• TASK TO COMPLETE:
Copy the data from its first line up to and including the line with "box: [477, 197, 487, 261]", replacing "positive clicks" with "inclusion clicks" and leaving everything else unchanged. Leave the pictures out of your answer.

• DATA FOR PROCESSING:

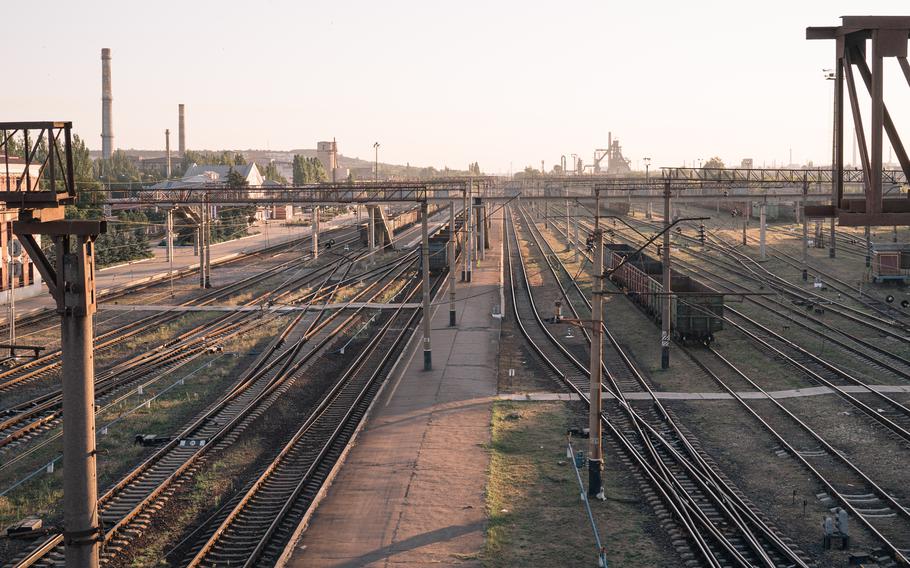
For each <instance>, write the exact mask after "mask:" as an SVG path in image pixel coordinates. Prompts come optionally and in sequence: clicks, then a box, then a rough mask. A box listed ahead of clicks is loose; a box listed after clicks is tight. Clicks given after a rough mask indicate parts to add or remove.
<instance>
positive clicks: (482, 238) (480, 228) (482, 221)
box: [477, 197, 487, 261]
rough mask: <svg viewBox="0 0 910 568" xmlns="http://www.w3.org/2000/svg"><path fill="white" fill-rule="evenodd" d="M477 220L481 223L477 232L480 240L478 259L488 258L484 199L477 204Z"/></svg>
mask: <svg viewBox="0 0 910 568" xmlns="http://www.w3.org/2000/svg"><path fill="white" fill-rule="evenodd" d="M477 200H478V201H481V198H479V197H478V198H477ZM477 222H478V223H480V230H478V232H477V238H478V240H479V241H480V244H479V246H478V249H479V252H478V253H477V260H478V261H482V260H484V259H485V258H486V247H487V209H486V205H484V204H483V202H482V201H481V203H479V204H478V205H477Z"/></svg>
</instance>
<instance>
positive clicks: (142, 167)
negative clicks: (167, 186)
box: [136, 156, 178, 177]
mask: <svg viewBox="0 0 910 568" xmlns="http://www.w3.org/2000/svg"><path fill="white" fill-rule="evenodd" d="M177 163H178V160H177V159H175V157H174V156H171V167H174V166H176V165H177ZM136 167H138V168H139V171H140V172H142V173H144V174H149V175H155V176H159V177H166V176H167V156H156V157H154V158H142V157H140V158H139V161H138V162H137V163H136Z"/></svg>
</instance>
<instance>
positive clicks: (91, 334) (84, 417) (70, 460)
mask: <svg viewBox="0 0 910 568" xmlns="http://www.w3.org/2000/svg"><path fill="white" fill-rule="evenodd" d="M76 239H77V243H78V244H77V247H76V248H77V249H78V251H77V252H76V253H70V252H66V253H64V251H65V250H66V249H67V248H68V245H67V244H66V243H67V241H68V239H67V238H57V239H56V241H57V247H56V248H57V258H58V259H59V258H61V257H62V259H63V262H62V263H60V264H62V265H63V271H64V281H65V282H66V283H67V284H70V283H72V284H73V286H72V287H71V289H72V292H67V293H66V295H67V296H69V295H70V294H72V293H76V294H79V295H81V296H82V297H81V298H80V299H79V300H76V303H77V304H81V306H79V305H77V306H72V309H70V306H68V305H67V303H68V299H67V298H66V297H65V299H64V302H66V303H64V306H65V309H63V310H61V312H62V314H61V319H62V322H61V323H62V331H61V345H62V349H63V413H64V415H65V416H66V424H64V426H63V469H64V471H65V475H64V476H63V525H64V527H65V530H64V545H65V554H66V565H67V566H76V567H79V568H96V567H97V566H98V551H99V548H100V546H99V542H98V536H100V534H99V525H98V480H97V475H96V469H95V459H96V458H95V454H96V452H95V359H94V352H93V345H92V337H93V328H92V314H93V313H94V302H93V301H92V298H94V296H95V290H94V288H95V280H94V261H93V259H94V255H90V254H86V252H87V250H86V248H87V247H93V246H94V244H93V243H91V242H87V240H86V237H76ZM58 262H59V261H58ZM60 264H58V267H59V266H60ZM86 274H88V276H87V277H86ZM79 283H88V288H87V289H80V288H85V287H84V286H79ZM60 294H63V292H62V291H60ZM59 303H60V302H59V301H58V305H59ZM86 306H87V307H88V309H85V307H86Z"/></svg>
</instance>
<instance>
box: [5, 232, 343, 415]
mask: <svg viewBox="0 0 910 568" xmlns="http://www.w3.org/2000/svg"><path fill="white" fill-rule="evenodd" d="M349 232H350V231H349ZM355 241H356V237H353V236H348V237H346V239H345V241H344V242H351V243H352V242H355ZM304 260H305V259H304ZM299 262H300V259H299V258H294V259H290V260H288V261H285V262H282V263H280V264H278V265H276V266H273V267H270V268H268V269H265V270H262V271H259V272H258V273H257V274H254V275H251V276H249V277H246V278H243V279H241V280H239V281H237V282H234V283H231V284H229V285H227V286H224V287H221V288H219V289H217V290H211V291H209V292H206V293H204V294H202V295H201V296H199V297H197V298H193V299H191V300H187V301H185V302H182V303H181V304H178V306H200V307H201V306H207V305H211V304H214V303H215V302H218V301H223V300H224V299H226V298H229V297H230V296H231V295H234V294H237V293H239V292H241V291H242V290H244V289H247V288H249V287H251V286H254V285H257V284H260V283H261V282H262V281H263V280H264V279H266V278H269V277H272V276H274V275H276V274H280V273H281V272H282V271H284V270H288V269H289V268H294V267H296V266H297V265H298V264H299ZM183 315H184V314H183V313H182V312H178V311H173V312H160V313H156V314H152V315H149V316H145V317H143V318H140V319H139V320H136V321H133V322H130V323H128V324H126V325H124V326H121V327H119V328H117V329H113V330H110V331H108V332H105V333H103V334H100V335H98V336H97V337H96V338H95V344H94V346H95V347H94V348H95V352H96V354H98V353H100V352H103V351H104V350H107V349H110V348H112V347H114V346H116V345H118V344H120V343H122V342H124V341H126V340H127V339H130V338H132V337H135V336H136V335H139V334H141V333H143V332H146V331H149V330H152V329H157V328H160V327H161V326H162V325H165V324H167V323H169V322H173V321H175V320H177V319H179V318H180V317H182V316H183ZM60 353H61V352H60V350H59V349H57V350H54V351H52V352H50V353H47V354H45V355H43V356H41V357H39V358H37V359H33V360H31V361H27V362H25V363H23V364H21V365H17V366H16V367H12V368H9V369H7V370H4V371H0V393H4V392H10V391H12V390H13V389H14V388H17V387H19V386H22V385H25V384H29V383H34V382H36V381H39V380H42V379H49V378H51V377H52V376H54V375H55V373H56V371H57V369H58V368H59V366H60V364H61V359H60ZM2 414H4V410H0V415H2Z"/></svg>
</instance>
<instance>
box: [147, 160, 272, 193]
mask: <svg viewBox="0 0 910 568" xmlns="http://www.w3.org/2000/svg"><path fill="white" fill-rule="evenodd" d="M231 168H233V169H234V171H235V172H237V173H239V174H240V175H241V176H243V179H245V180H246V183H247V185H250V186H254V187H258V186H261V185H263V183H264V182H265V179H264V178H263V177H262V173H261V172H260V171H259V168H258V167H257V166H256V164H246V165H243V166H211V165H202V166H200V165H197V164H193V165H192V166H190V167H189V168H187V170H186V172H185V173H184V174H183V177H182V178H180V179H173V180H167V181H162V182H160V183H156V184H155V185H153V186H152V187H150V188H149V189H161V190H165V189H178V188H186V187H197V186H200V187H201V186H206V185H212V186H219V185H224V184H226V183H227V177H228V173H229V172H230V171H231Z"/></svg>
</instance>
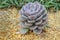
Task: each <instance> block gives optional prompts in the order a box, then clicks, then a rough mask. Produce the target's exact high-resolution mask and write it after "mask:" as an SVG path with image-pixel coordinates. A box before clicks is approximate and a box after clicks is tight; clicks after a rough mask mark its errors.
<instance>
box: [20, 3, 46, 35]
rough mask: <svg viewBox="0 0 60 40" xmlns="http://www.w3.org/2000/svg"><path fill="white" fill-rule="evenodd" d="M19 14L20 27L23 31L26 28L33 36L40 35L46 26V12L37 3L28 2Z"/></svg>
mask: <svg viewBox="0 0 60 40" xmlns="http://www.w3.org/2000/svg"><path fill="white" fill-rule="evenodd" d="M19 12H20V14H21V16H20V21H21V23H20V25H21V27H22V28H24V29H26V28H28V29H29V30H32V31H33V32H34V33H35V34H40V33H41V32H42V30H43V29H44V27H45V26H46V25H47V10H46V8H45V7H44V6H43V5H41V4H40V3H39V2H34V3H32V2H29V3H27V4H26V5H24V6H23V7H22V9H21V10H20V11H19Z"/></svg>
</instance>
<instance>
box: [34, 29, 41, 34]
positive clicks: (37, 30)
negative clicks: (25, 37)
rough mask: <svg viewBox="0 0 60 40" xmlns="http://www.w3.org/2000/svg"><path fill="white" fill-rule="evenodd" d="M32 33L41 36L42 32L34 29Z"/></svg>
mask: <svg viewBox="0 0 60 40" xmlns="http://www.w3.org/2000/svg"><path fill="white" fill-rule="evenodd" d="M33 32H34V33H35V34H41V32H42V30H41V29H35V30H33Z"/></svg>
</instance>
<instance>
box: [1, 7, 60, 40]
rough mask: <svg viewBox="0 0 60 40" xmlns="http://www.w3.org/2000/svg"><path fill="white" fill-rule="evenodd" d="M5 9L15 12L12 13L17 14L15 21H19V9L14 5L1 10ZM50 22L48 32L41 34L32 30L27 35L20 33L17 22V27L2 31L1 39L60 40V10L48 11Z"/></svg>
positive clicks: (48, 20)
mask: <svg viewBox="0 0 60 40" xmlns="http://www.w3.org/2000/svg"><path fill="white" fill-rule="evenodd" d="M3 10H4V11H10V12H11V13H13V14H12V15H13V16H14V15H15V16H14V18H15V20H16V21H15V22H18V23H19V20H18V18H19V15H20V14H19V12H18V11H19V9H16V8H15V7H14V8H9V9H2V10H1V11H3ZM12 18H13V17H12ZM48 22H49V24H48V25H49V28H46V29H45V30H46V32H42V33H41V34H40V35H36V34H34V33H33V32H31V31H30V32H28V33H27V34H25V35H21V34H18V33H16V31H17V30H19V29H20V27H19V26H18V25H17V24H16V27H15V28H13V29H12V30H11V31H10V32H0V40H60V11H58V12H48ZM11 26H12V25H11ZM12 27H13V26H12Z"/></svg>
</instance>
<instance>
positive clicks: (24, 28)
mask: <svg viewBox="0 0 60 40" xmlns="http://www.w3.org/2000/svg"><path fill="white" fill-rule="evenodd" d="M28 30H29V29H27V28H22V29H21V30H20V33H21V34H25V33H27V32H28Z"/></svg>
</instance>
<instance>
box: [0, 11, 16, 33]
mask: <svg viewBox="0 0 60 40" xmlns="http://www.w3.org/2000/svg"><path fill="white" fill-rule="evenodd" d="M13 17H14V15H13ZM13 17H12V13H11V12H10V11H0V32H8V31H11V30H12V29H14V27H15V26H16V22H15V19H13Z"/></svg>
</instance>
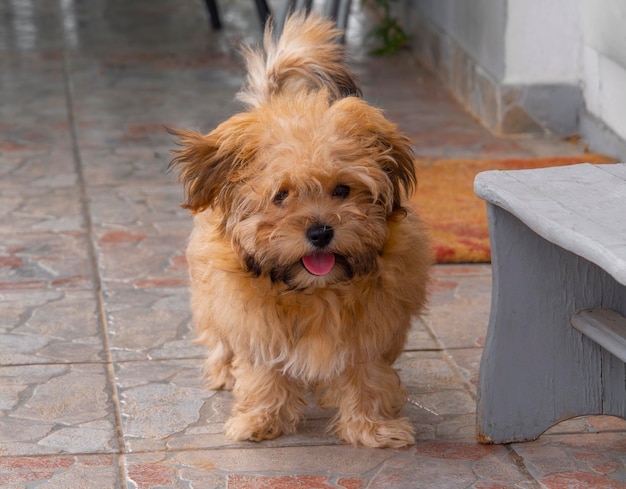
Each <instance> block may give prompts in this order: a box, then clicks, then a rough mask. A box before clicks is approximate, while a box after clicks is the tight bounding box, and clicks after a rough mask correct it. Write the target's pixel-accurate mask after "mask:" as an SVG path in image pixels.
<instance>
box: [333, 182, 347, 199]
mask: <svg viewBox="0 0 626 489" xmlns="http://www.w3.org/2000/svg"><path fill="white" fill-rule="evenodd" d="M348 195H350V187H348V186H347V185H337V186H336V187H335V189H334V190H333V197H338V198H340V199H346V198H348Z"/></svg>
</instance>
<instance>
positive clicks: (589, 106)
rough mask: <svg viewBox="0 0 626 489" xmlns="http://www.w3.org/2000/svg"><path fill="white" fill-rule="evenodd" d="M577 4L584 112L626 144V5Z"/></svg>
mask: <svg viewBox="0 0 626 489" xmlns="http://www.w3.org/2000/svg"><path fill="white" fill-rule="evenodd" d="M580 1H581V17H582V31H583V39H584V47H583V56H582V65H583V67H582V74H581V78H582V84H583V93H584V96H585V103H586V106H587V110H588V111H589V112H590V113H591V114H592V115H593V116H594V117H596V118H597V119H599V120H600V121H602V122H603V123H604V124H606V125H607V126H608V127H609V128H610V129H611V130H613V131H614V132H615V133H616V134H617V135H618V136H619V137H620V138H621V139H624V140H626V2H625V1H624V0H580Z"/></svg>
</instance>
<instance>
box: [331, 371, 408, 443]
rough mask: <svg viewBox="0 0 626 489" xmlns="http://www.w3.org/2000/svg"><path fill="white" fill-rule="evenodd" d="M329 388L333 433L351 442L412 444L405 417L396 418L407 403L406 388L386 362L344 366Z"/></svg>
mask: <svg viewBox="0 0 626 489" xmlns="http://www.w3.org/2000/svg"><path fill="white" fill-rule="evenodd" d="M333 388H335V389H338V392H341V395H340V396H337V397H336V398H335V400H336V401H337V404H338V406H339V412H338V413H337V416H336V417H335V419H334V424H335V432H336V433H337V435H338V436H339V437H340V438H341V439H343V440H345V441H347V442H348V443H352V444H353V445H364V446H368V447H380V448H383V447H403V446H407V445H412V444H413V443H415V438H414V429H413V426H411V424H410V423H409V421H408V419H406V418H402V417H399V413H400V410H401V409H402V407H403V406H404V405H405V404H406V402H407V392H406V388H405V387H404V385H402V383H401V382H400V379H399V378H398V374H397V373H396V371H395V370H394V369H393V368H392V367H391V366H389V365H387V364H386V363H384V362H382V361H380V362H367V363H363V364H356V365H353V366H352V367H350V368H348V369H346V371H345V372H344V373H343V374H342V375H341V376H340V378H339V379H338V380H337V382H336V383H335V384H334V386H333Z"/></svg>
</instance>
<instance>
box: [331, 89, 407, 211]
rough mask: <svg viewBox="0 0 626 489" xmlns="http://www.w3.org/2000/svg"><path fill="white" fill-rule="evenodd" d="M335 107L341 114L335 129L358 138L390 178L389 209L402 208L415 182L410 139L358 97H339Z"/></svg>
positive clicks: (356, 137)
mask: <svg viewBox="0 0 626 489" xmlns="http://www.w3.org/2000/svg"><path fill="white" fill-rule="evenodd" d="M335 109H336V110H338V111H340V112H341V113H342V114H343V116H340V117H339V121H340V122H339V125H338V130H339V131H341V132H343V131H345V132H346V133H347V134H348V135H350V137H353V138H356V139H357V140H359V141H360V145H361V147H362V148H365V149H368V150H369V151H370V153H371V155H372V158H373V159H374V160H375V161H376V163H377V164H378V165H379V167H380V168H381V169H382V170H383V171H384V172H385V174H386V175H387V177H388V178H389V180H390V181H391V185H392V186H393V201H392V202H390V203H389V202H387V204H388V205H390V207H391V210H397V209H399V208H401V207H402V202H403V200H404V197H409V196H410V195H411V194H412V193H413V191H414V190H415V188H416V186H417V177H416V176H415V162H414V158H413V150H412V148H411V141H410V140H409V138H407V137H406V136H404V135H403V134H402V133H401V132H400V131H399V130H398V127H397V126H396V125H395V124H394V123H392V122H390V121H388V120H387V119H386V118H385V117H384V115H383V113H382V112H381V111H380V110H379V109H376V108H374V107H372V106H370V105H368V104H367V103H366V102H365V101H363V100H361V99H359V98H356V97H347V98H344V99H341V100H338V101H337V102H335V103H334V104H333V106H332V107H331V111H334V110H335Z"/></svg>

• REPLY:
For each <instance>, write the exact mask after "mask:" as an SVG path in image pixel coordinates. Prompts come optionally and in sequence: clicks, then a box, then a rough mask. A box listed ahead of clicks is loose; a box listed after clicks is tight. Clicks given after a rough mask indicate parts to add or remove.
<instance>
inclusion clicks: (482, 238) (480, 228) (482, 221)
box: [477, 197, 487, 261]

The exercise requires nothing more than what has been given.